Юристы и медики настолько необходимы всем и их профессии настолько прибыльны, что в этих двух областях всегда находится нужное количество достаточно способных и сведущих практиков; но незаметно, чтобы те, кто изучал правоведение и медицину в те дни, черпали знания у кого-либо из знаменитостей, чьи дарования расцветали тогда же. Голос поэзии молчал. История опустилась до уровня сухих, туманных и сжатых описаний, не способных ни забавлять, ни поучать. Красноречие, вялое и искусственное, продолжало существовать на деньги императоров и на службе у них: владыки империи покровительствовали лишь тем искусствам, которые удовлетворяли их гордость или защищали их власть.

> _Ваша задача_: Перепишите дословно фрагмент отрывка об упадке наук и искусств между словами «Юристы и медики» и «защищали их власть.» включительно. Следующие далее записи взяты из другого источника.

> _Доступные данные_:
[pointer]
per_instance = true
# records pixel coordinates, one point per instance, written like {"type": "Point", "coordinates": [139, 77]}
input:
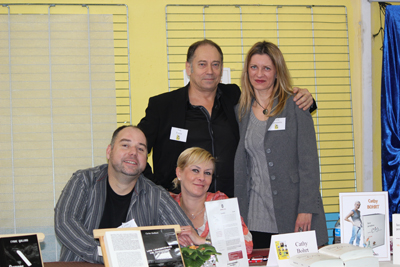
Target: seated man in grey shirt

> _Ответ на задание_:
Юристы и медики настолько необходимы всем и их профессии настолько прибыльны, что в этих двух областях всегда находится нужное количество достаточно способных и сведущих практиков; но незаметно, чтобы те, кто изучал правоведение и медицину в те дни, черпали знания у кого-либо из знаменитостей, чьи дарования расцветали тогда же. Голос поэзии молчал. История опустилась до уровня сухих, туманных и сжатых описаний, не способных ни забавлять, ни поучать. Красноречие, вялое и искусственное, продолжало существовать на деньги императоров и на службе у них: владыки империи покровительствовали лишь тем искусствам, которые удовлетворяли их гордость или защищали их власть.